__EXTRACTED TEXT__:

::::::::::

Section 27A(6) provides that any agreement seeking to exclude the jurisdiction of the FTT on questions that could be referred to it under s.27A(1) is invalid.
The landlord argued that the effect of s.27A(6) was to transfer the landlord’s power to specify another amount to the FTT.
The lessees’ argument was that it actually limited the landlord’s ability to recover no more than the fixed percentage mentioned in the lease, meaning that the reference to “such part as the Landlord may otherwise reasonably determine” was struck out from the lease.
The FTT agreed with the landlord’s argument, and the lessees appealed to the Upper Tribunal. The Upper Tribunal reversed the lower court’s decision and held that the effect of s.27A(6) was to remove the phrase “such part as the Landlord may otherwise reasonably determine” from the lease altogether, leaving the landlord to recover the specified fixed percentage. Understandably, the landlord appealed and the Court of Appeal held that the first instance was in fact correct. The effect of s.27A(6) was simply to remove the landlord from the decision making process and to transfer this to the FTT.
Price v Mattey  UKUT 7 (LC)
The Upper Tribunal (UT) was asked to consider whether a service charge demand could still be valid even if it showed an incorrectly calculated proportion of the landlord’s total expenditure and if so, whether the Tribunal had jurisdiction to determine its reasonableness.
The case concerned Oak Close, a development in several blocks, comprising 31 flats. The Respondent was the freehold owner and the Appellant was a leaseholder living in a block of 8 flats. The lease required the tenant to contribute 1/8th of the costs incurred in providing services to the block in which her flat is located and 1/31st of the costs incurred in respect of the development.

::::::::::

(Dataset entries)
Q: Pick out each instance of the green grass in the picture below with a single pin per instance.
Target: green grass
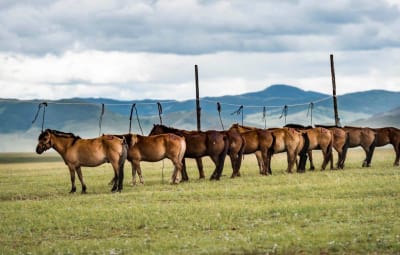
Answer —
(354, 211)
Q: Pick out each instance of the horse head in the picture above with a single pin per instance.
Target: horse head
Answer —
(44, 141)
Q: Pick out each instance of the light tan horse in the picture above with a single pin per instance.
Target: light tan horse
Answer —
(283, 140)
(388, 135)
(214, 144)
(155, 148)
(260, 160)
(320, 139)
(292, 142)
(77, 152)
(341, 142)
(256, 141)
(364, 137)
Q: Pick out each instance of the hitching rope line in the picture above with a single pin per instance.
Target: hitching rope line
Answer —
(162, 102)
(83, 103)
(270, 106)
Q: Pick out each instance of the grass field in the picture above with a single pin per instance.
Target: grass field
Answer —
(354, 211)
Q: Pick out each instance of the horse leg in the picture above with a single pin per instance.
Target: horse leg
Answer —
(215, 175)
(72, 174)
(312, 167)
(327, 158)
(80, 176)
(177, 174)
(233, 158)
(200, 167)
(136, 169)
(260, 162)
(185, 177)
(397, 150)
(119, 176)
(133, 174)
(291, 158)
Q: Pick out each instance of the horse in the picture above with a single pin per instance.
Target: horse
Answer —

::::::::::

__WHAT TO DO__: Output the part of the service charge text between "The FTT agreed" and "this to the FTT.", inclusive. These listings were taken from a different source than the text above.

__OUTPUT FOR THIS EXERCISE__:
The FTT agreed with the landlord’s argument, and the lessees appealed to the Upper Tribunal. The Upper Tribunal reversed the lower court’s decision and held that the effect of s.27A(6) was to remove the phrase “such part as the Landlord may otherwise reasonably determine” from the lease altogether, leaving the landlord to recover the specified fixed percentage. Understandably, the landlord appealed and the Court of Appeal held that the first instance was in fact correct. The effect of s.27A(6) was simply to remove the landlord from the decision making process and to transfer this to the FTT.